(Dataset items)
━━━━━━━━━━━━━━━━

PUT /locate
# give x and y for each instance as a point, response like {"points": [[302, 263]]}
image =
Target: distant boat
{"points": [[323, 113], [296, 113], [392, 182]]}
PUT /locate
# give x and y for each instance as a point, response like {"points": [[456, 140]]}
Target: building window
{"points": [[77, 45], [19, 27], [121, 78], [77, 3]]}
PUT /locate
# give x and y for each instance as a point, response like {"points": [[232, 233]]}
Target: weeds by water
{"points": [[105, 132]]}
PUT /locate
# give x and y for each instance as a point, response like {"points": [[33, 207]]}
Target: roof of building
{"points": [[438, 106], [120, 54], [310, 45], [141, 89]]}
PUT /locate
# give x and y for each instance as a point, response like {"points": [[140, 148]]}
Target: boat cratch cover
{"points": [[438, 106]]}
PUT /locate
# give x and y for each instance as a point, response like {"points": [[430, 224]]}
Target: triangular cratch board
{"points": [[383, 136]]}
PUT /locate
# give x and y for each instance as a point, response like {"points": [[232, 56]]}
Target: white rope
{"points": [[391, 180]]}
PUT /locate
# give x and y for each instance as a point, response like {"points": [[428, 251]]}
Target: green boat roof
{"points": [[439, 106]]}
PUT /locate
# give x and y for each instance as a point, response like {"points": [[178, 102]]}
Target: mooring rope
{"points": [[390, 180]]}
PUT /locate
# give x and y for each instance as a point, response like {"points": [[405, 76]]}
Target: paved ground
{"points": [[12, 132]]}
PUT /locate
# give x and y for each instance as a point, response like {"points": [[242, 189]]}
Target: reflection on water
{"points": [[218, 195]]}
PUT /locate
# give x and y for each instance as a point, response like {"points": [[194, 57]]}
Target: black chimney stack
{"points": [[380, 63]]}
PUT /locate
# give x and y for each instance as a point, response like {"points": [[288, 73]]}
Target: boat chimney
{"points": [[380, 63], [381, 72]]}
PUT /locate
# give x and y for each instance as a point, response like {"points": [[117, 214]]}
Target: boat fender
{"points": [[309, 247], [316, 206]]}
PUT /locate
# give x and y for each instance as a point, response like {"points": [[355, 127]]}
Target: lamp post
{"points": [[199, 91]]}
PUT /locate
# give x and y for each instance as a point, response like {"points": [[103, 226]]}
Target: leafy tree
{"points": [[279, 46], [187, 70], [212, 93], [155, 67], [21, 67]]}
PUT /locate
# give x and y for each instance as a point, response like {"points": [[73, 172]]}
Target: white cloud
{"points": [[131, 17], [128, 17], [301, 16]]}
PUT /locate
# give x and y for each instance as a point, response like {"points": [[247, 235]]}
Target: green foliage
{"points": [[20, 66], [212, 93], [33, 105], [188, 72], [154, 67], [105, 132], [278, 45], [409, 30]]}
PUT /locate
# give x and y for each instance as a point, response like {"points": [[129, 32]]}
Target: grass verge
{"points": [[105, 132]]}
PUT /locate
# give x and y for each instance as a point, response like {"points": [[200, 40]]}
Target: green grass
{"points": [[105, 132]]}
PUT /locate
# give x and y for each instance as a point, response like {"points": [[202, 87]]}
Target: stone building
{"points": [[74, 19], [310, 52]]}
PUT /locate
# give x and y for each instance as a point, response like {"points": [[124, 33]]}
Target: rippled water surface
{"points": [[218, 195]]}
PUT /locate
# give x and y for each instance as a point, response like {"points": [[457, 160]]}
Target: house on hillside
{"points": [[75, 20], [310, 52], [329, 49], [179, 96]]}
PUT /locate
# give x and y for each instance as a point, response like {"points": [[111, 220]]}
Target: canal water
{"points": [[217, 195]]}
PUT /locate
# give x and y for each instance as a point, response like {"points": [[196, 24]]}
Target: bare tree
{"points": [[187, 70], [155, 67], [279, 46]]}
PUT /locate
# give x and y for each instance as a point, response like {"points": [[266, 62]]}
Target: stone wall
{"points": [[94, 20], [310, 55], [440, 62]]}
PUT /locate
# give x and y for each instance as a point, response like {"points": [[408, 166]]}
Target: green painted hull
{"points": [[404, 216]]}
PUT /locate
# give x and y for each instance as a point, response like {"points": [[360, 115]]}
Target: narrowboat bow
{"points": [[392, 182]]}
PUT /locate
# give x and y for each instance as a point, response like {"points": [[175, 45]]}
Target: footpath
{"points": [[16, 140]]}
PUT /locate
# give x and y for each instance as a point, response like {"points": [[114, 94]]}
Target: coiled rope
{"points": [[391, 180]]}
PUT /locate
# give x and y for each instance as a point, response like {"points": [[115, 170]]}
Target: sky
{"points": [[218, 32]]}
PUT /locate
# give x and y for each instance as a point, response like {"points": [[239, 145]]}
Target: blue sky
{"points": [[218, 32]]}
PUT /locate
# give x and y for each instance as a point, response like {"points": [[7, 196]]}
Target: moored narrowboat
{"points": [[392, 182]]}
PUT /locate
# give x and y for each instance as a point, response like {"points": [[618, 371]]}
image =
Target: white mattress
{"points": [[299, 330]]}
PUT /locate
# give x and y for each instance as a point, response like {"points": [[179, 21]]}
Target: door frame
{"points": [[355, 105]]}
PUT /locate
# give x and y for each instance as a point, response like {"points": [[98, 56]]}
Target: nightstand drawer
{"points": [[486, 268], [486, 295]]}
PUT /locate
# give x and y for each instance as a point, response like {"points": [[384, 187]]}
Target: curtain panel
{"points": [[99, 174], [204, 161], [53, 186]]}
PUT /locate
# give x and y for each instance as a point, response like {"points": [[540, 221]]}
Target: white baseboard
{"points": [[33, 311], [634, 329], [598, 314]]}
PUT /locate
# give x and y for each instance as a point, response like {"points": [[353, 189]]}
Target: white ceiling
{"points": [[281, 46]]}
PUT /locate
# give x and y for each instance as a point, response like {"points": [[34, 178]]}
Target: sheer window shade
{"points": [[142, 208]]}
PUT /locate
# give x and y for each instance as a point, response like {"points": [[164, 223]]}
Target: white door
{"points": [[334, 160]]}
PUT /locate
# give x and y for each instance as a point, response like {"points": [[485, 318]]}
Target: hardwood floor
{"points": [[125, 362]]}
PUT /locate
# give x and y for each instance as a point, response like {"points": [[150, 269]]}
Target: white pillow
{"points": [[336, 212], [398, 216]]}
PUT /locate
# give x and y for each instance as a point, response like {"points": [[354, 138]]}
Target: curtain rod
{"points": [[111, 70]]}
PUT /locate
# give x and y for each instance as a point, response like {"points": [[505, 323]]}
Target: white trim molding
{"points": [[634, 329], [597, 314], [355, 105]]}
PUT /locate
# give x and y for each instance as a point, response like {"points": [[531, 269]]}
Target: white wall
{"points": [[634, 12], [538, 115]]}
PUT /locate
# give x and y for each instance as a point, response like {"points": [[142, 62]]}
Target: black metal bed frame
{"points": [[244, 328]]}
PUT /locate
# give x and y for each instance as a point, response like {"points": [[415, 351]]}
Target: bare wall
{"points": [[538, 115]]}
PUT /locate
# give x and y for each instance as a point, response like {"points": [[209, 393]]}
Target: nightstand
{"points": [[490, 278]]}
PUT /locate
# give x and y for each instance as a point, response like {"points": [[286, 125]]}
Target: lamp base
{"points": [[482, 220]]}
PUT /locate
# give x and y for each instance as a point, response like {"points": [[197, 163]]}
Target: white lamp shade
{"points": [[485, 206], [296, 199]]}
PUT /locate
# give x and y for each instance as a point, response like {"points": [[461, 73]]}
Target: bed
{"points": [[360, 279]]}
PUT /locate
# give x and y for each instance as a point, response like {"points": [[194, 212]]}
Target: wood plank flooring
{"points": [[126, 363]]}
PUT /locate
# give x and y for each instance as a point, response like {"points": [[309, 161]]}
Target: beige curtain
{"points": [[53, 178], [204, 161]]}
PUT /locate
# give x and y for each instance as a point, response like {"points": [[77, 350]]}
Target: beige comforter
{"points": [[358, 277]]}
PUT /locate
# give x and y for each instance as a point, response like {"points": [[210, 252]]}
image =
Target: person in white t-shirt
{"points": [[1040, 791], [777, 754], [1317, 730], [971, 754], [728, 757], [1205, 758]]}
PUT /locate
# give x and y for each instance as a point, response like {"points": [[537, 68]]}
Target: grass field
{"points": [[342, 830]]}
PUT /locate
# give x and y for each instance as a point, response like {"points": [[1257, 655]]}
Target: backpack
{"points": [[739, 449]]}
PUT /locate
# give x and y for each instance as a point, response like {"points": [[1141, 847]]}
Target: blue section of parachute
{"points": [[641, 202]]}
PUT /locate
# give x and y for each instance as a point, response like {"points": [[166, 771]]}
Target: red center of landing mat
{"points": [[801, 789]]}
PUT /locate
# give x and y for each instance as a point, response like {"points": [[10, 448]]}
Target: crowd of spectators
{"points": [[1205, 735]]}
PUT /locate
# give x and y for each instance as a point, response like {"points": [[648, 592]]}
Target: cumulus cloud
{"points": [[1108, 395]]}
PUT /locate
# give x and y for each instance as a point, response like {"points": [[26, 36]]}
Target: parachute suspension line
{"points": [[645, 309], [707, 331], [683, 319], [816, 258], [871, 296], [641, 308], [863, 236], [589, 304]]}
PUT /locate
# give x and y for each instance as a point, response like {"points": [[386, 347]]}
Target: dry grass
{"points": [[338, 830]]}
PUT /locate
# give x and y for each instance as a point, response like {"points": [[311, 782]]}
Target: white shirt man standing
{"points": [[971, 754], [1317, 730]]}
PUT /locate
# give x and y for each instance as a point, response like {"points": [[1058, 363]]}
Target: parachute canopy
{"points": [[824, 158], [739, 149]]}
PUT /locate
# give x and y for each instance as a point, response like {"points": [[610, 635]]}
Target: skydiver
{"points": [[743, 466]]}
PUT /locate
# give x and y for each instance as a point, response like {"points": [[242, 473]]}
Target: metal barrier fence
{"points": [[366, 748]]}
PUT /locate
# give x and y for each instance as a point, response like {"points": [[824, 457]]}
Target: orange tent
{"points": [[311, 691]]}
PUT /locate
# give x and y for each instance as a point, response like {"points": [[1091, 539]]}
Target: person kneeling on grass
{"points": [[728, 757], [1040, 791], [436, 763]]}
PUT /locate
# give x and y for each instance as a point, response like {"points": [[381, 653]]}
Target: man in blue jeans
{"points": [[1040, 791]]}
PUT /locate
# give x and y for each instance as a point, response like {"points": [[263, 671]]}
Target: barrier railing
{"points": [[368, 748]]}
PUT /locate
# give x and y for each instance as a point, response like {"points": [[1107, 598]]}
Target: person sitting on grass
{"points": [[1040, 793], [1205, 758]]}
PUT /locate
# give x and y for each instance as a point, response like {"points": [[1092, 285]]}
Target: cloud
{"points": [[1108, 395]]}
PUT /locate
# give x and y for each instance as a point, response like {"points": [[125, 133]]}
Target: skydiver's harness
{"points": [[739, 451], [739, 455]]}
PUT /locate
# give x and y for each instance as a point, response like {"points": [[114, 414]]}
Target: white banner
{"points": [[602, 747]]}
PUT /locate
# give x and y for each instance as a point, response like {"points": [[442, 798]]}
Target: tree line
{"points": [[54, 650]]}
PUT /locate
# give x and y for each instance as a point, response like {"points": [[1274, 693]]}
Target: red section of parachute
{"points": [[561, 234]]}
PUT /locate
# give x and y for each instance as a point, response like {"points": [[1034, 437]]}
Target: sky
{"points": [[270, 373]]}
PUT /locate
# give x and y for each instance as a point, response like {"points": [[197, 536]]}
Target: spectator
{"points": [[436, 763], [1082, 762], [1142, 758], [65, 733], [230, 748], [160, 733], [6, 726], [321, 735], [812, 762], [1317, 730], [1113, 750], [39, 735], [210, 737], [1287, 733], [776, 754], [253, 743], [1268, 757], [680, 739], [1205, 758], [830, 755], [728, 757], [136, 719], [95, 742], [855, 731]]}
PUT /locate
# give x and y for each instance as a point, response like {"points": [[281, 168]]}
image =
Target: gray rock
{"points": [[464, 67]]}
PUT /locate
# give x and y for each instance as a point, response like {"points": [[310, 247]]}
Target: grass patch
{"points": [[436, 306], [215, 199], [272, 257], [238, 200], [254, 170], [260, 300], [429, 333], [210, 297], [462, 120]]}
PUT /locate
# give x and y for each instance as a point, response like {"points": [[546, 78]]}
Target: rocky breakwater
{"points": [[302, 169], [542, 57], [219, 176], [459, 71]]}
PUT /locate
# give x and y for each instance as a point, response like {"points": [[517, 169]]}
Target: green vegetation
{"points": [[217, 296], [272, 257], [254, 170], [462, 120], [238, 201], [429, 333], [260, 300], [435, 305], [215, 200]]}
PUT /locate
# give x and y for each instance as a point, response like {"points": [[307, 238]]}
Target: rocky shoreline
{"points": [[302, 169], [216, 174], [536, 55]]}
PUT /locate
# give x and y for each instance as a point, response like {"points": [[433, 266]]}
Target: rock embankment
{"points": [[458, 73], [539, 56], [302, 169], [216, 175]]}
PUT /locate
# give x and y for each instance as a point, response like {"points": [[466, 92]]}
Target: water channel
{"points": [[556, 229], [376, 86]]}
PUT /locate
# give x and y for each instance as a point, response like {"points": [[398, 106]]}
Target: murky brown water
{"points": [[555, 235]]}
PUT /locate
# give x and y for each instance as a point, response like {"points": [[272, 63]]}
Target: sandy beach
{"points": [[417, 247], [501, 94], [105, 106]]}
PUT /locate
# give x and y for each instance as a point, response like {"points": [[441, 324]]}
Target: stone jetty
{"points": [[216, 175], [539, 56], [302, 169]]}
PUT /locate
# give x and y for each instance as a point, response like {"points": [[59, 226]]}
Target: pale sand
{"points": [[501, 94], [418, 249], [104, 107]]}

━━━━━━━━━━━━━━━━

Given exercise
Select and copy every line of the records that contains the word "skydiver".

Result for this exercise
Target: skydiver
Target: skydiver's harness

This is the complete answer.